**TEXT:**
....

Prozess in Hamburg: Vater und Onkel erstochen – Täter kommt in Psychiatrie

Er tötet seinen Vater und seinen Onkel – doch ins Gefängnis muss der Angeklagte dafür nicht. Weil der 33-Jährige psychisch krank ist, treffen die Hamburger Richter eine andere Entscheidung.

Lange schon hat ein Mann psychische Probleme, immer wieder kommt es zu gefährlichen Vorfällen. Seine Familie versucht verzweifelt, ihm zu helfen – doch er zeigt keine Einsicht. Als es im Februar um eine Einweisung in die Psychiatrie geht, dreht der heute 33-Jährige durch und ersticht seinen Vater und seinen Onkel. In einem Prozess wegen Mordes und Totschlags haben ihn die Richter nun freigesprochen. Der Angeklagte wird in einem psychiatrischen Krankenhaus untergebracht.

Es sei nicht auszuschließen, dass der psychisch Erkrankte zum Zeitpunkt der Taten schuldunfähig gewesen sei, sagte die Vorsitzende Richterin Birgit Woitas. Der Angeklagte sei eine „tickende Zeitbombe“ gewesen. Auch jetzt sei er noch für die Allgemeinheit gefährlich. Das Bemerkenswerte an diesem Verfahren sei: Mit allen Mitteln habe der Angeklagte die Unterbringung in einer Psychiatrie verhindern wollen – und nun ende der Prozess mit einer langen Unterbringung.

Angeklagter: „Ich wollte das nicht“

Der Angeklagte werde wahrscheinlich sein ganzes Leben lang Medikamente einnehmen müssen, sagte Woitas weiter. Sie hoffe, dass er in Behandlung eine Einsichtsfähigkeit entwickele. Der 33-Jährige saß an diesem Prozesstag wie erstarrt und mit gesenktem Blick auf der Anklagebank. Im sogenannten letzten Wort sagte er mit leiser Stimme nur einen Satz: „Ich wollte das nicht und es tut mir leid.“

Das Urteil ist noch nicht rechtskräftig. Die Verteidigung, die wie auch die Staatsanwaltschaft eine Unterbringung in der Psychiatrie gefordert hatte, kündigte aber bereits an, keine Rechtsmittel einzulegen. Der vorbestrafte Deutsche hatte die Taten im Stadtteil Wilhelmsburg zu Prozessbeginn über seinen Anwalt eingeräumt.

....

**DIE DATEN:**
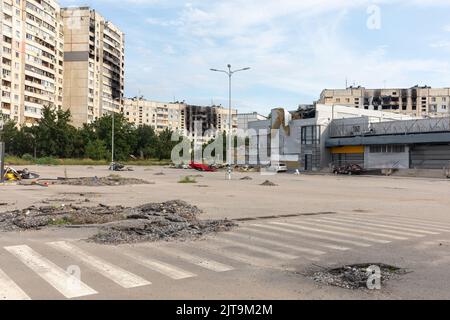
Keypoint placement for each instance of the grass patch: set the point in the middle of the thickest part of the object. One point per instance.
(187, 179)
(29, 161)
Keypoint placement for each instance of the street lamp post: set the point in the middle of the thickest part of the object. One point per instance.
(229, 73)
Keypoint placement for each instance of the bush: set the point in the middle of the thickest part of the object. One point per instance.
(27, 157)
(96, 150)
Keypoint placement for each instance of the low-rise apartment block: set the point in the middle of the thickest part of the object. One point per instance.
(417, 101)
(159, 115)
(189, 120)
(31, 58)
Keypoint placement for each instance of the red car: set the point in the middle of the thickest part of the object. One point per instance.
(202, 167)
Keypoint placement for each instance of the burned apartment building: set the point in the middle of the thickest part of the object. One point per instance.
(416, 101)
(94, 65)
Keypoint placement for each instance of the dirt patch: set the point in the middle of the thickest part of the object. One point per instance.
(268, 183)
(355, 276)
(111, 180)
(117, 224)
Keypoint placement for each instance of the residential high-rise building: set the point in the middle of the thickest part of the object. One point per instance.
(94, 65)
(159, 115)
(31, 59)
(416, 101)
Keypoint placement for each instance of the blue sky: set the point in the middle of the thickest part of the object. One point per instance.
(295, 48)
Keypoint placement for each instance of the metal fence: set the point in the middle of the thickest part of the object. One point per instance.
(363, 127)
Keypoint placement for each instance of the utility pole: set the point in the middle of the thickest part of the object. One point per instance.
(229, 73)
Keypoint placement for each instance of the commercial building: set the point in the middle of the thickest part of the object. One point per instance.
(410, 144)
(159, 115)
(299, 138)
(94, 65)
(416, 101)
(244, 118)
(31, 59)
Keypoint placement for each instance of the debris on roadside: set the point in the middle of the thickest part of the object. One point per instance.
(354, 276)
(268, 183)
(117, 224)
(111, 180)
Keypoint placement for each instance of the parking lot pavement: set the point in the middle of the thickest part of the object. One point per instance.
(263, 258)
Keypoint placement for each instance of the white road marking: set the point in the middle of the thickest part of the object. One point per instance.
(425, 225)
(384, 226)
(120, 276)
(266, 251)
(311, 235)
(277, 234)
(294, 225)
(159, 266)
(50, 272)
(197, 260)
(276, 243)
(400, 222)
(351, 228)
(9, 290)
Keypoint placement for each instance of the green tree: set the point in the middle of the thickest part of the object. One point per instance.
(96, 150)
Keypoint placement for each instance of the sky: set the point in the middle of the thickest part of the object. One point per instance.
(295, 48)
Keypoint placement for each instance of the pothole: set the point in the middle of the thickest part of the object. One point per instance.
(357, 276)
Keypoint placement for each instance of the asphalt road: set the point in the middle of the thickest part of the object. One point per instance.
(262, 259)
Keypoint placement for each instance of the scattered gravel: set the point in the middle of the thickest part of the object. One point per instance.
(111, 180)
(117, 224)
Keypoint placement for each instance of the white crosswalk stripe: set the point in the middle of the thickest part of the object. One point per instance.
(159, 266)
(266, 251)
(293, 224)
(287, 228)
(351, 228)
(51, 273)
(400, 222)
(120, 276)
(198, 260)
(346, 231)
(9, 290)
(426, 225)
(424, 221)
(277, 235)
(385, 226)
(277, 243)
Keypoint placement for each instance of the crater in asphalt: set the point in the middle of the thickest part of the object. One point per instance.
(356, 276)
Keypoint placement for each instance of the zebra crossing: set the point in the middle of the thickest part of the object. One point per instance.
(253, 244)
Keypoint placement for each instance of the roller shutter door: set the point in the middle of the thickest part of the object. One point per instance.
(430, 156)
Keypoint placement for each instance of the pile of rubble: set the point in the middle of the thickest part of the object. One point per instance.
(268, 183)
(150, 222)
(354, 276)
(111, 180)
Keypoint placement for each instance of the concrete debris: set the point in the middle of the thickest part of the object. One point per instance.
(268, 183)
(111, 180)
(117, 224)
(355, 276)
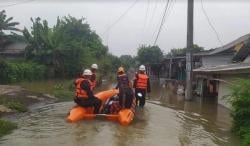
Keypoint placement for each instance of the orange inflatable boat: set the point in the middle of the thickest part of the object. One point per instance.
(124, 116)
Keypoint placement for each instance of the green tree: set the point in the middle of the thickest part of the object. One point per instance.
(149, 54)
(6, 24)
(182, 51)
(65, 48)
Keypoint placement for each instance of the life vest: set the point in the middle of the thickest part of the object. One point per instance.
(123, 80)
(142, 81)
(93, 81)
(80, 93)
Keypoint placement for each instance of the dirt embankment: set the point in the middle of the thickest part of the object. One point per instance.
(13, 98)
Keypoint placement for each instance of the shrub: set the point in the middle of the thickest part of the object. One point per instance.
(240, 100)
(11, 72)
(6, 127)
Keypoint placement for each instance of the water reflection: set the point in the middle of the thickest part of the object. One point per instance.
(166, 120)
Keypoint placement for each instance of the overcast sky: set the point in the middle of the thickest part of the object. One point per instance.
(231, 19)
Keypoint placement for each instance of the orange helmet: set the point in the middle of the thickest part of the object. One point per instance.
(120, 69)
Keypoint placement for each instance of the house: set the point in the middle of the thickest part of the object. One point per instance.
(222, 66)
(213, 70)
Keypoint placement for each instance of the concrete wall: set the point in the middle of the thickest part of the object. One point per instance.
(215, 60)
(247, 60)
(223, 91)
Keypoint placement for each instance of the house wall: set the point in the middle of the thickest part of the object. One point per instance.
(224, 88)
(247, 60)
(223, 91)
(215, 60)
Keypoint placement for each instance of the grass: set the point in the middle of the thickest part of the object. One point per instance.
(63, 90)
(6, 127)
(14, 105)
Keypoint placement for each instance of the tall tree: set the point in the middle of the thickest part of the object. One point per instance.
(67, 47)
(127, 61)
(6, 24)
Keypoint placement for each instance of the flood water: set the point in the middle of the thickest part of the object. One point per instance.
(166, 120)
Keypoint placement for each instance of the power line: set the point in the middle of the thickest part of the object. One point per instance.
(120, 18)
(210, 23)
(10, 5)
(162, 21)
(145, 19)
(171, 6)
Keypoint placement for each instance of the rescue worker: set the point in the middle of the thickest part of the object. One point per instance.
(83, 95)
(94, 67)
(125, 90)
(141, 85)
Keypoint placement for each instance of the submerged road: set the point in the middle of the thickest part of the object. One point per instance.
(166, 120)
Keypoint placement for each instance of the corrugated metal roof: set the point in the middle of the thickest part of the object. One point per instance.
(222, 68)
(244, 39)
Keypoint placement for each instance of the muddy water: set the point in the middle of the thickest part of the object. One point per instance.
(166, 120)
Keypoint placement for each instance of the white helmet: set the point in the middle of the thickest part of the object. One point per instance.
(87, 72)
(94, 66)
(142, 68)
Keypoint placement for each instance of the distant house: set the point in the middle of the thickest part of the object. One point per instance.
(13, 51)
(221, 66)
(213, 70)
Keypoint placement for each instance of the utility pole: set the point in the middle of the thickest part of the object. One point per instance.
(190, 15)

....

**ZUM TEXTVERSTÄNDNIS:**
[1] Geben Sie aus dem Bericht über den Hamburger Prozess den Abschnitt wörtlich aus, der mit „Er tötet seinen“ beginnt und bis einschließlich „psychiatrischen Krankenhaus untergebracht.“ reicht.
[2] Beantworten Sie anhand des Berichts über den Hamburger Prozess die folgenden Fragen.
(a) Wie alt ist der Angeklagte heute?
(b) Wie heißt die Vorsitzende Richterin?
(c) In welchem Stadtteil hat der Angeklagte die Taten begangen?

**ERWARTETE ANTWORTEN:**
[1]
Er tötet seinen Vater und seinen Onkel – doch ins Gefängnis muss der Angeklagte dafür nicht. Weil der 33-Jährige psychisch krank ist, treffen die Hamburger Richter eine andere Entscheidung.

Lange schon hat ein Mann psychische Probleme, immer wieder kommt es zu gefährlichen Vorfällen. Seine Familie versucht verzweifelt, ihm zu helfen – doch er zeigt keine Einsicht. Als es im Februar um eine Einweisung in die Psychiatrie geht, dreht der heute 33-Jährige durch und ersticht seinen Vater und seinen Onkel. In einem Prozess wegen Mordes und Totschlags haben ihn die Richter nun freigesprochen. Der Angeklagte wird in einem psychiatrischen Krankenhaus untergebracht.

[2]
(a) 33 Jahre
(b) Birgit Woitas
(c) Wilhelmsburg